Alıştırmadaki veriler >>
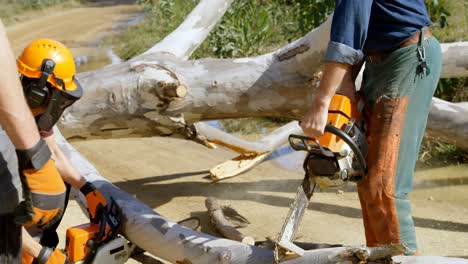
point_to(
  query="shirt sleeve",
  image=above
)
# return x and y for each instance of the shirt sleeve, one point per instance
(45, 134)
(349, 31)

==

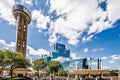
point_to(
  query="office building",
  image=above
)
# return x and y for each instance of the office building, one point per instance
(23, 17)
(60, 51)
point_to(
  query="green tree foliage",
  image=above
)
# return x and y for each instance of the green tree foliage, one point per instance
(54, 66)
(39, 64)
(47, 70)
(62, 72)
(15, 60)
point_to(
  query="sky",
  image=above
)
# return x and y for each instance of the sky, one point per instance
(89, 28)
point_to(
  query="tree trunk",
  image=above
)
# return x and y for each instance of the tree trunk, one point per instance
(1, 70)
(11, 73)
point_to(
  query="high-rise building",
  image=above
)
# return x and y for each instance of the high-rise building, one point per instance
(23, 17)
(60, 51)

İstenen görev >>
Kayıtlarda "foliage" sözcüğünü içeren bütün satırları ayıklayıp alt alta yazın. Büyük ve küçük harf ayrımını dikkate alın.

Sonuç >>
  query="green tree foliage",
# return x and y for each instance of the green tree foliage, one point per instance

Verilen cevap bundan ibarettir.